__WHAT IS REQUIRED__
Copy out the records so that each line matches the original.

Referring expression data:

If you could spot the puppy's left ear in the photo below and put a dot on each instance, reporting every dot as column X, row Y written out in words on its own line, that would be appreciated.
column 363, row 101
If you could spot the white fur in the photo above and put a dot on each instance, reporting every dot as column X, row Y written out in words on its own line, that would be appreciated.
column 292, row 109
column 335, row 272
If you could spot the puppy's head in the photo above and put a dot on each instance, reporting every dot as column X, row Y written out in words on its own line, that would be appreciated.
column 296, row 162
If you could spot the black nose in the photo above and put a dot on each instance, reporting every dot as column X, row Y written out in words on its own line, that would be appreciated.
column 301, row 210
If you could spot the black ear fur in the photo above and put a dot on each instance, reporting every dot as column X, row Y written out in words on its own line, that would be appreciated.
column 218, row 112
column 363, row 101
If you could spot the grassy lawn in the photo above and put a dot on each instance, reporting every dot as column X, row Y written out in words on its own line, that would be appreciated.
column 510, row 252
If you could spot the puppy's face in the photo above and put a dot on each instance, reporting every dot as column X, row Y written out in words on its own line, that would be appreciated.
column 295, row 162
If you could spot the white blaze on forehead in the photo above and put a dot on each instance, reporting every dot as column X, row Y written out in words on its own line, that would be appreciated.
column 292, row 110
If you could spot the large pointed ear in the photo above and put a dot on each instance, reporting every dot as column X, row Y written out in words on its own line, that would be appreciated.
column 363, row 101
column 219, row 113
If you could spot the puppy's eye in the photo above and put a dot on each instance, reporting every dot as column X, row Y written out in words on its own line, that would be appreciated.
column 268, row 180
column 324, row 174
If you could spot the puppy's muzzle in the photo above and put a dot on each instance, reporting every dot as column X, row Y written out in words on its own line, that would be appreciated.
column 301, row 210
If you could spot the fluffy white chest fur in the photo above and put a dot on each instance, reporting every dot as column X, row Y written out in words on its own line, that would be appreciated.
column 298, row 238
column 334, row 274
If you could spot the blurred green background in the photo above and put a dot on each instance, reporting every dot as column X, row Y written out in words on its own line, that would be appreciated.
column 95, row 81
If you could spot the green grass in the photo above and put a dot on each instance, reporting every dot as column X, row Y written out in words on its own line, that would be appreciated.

__SOLUTION FOR THIS EXERCISE__
If you could spot the puppy's left ear in the photo below and put a dot on each instance, reporting every dot as column X, row Y written out in words on its own line, that would be appreciated.
column 363, row 101
If you could spot the white fur in the photo above and put a dot on each instance, reporting every dot as column X, row Y written out in words on its own line, that would be appreciated.
column 292, row 109
column 335, row 272
If you could spot the puppy's head in the photo above and put a dot on each instance, reporting every dot as column X, row Y written out in words on its own line, that would be appreciated.
column 296, row 162
If you could spot the black nose in the photo above and put a dot on each instance, reporting every dot as column X, row Y written out in words on its own line, that would be appreciated.
column 301, row 210
If you could spot the black ear fur in the photo above and put a dot on each instance, reporting every dot as column X, row Y written out in words on its own line, that would be appreciated.
column 218, row 112
column 363, row 101
If you could spot the grassy lawn in the photo above and put a dot on each instance, reporting every dot as column X, row Y written out in words on its own line, that would be appreciated.
column 510, row 252
If you could spot the puppy's face in the photo above and put a dot on each instance, reporting every dot as column X, row Y written out in words on its own line, that would be appreciated.
column 295, row 162
If you could spot the white blaze on forehead in the photo above and put a dot on each instance, reporting every dot as column X, row Y written out in words on its own line, that would be appreciated.
column 292, row 110
If you could spot the large pointed ear in the photo above and put a dot on each instance, reporting every dot as column X, row Y written out in words on its own line, that would be appreciated.
column 363, row 101
column 219, row 113
If you could spot the puppy's eye in the photo above and put a dot on each instance, reporting every dot as column X, row Y written out in words on its own line, that would be appreciated.
column 268, row 180
column 324, row 174
If you could spot the puppy's muzzle in the photo above and put a dot on each instance, reporting every dot as column X, row Y written out in words on its own line, that would be appreciated.
column 301, row 210
If you could spot the fluffy white chest fur in the photo above and put a dot on each instance, reporting every dot as column X, row Y written out in words on its own line, that would be appreciated.
column 298, row 238
column 334, row 274
If you could spot the blurred green background in the photo above and put a dot on each instance, reporting every dot as column X, row Y written out in words on its own line, that would be appreciated.
column 95, row 81
If you could spot the green grass in the photo above and put a dot on each instance, reporting every dot as column X, row Y written out in words on its own line, that would be appreciated.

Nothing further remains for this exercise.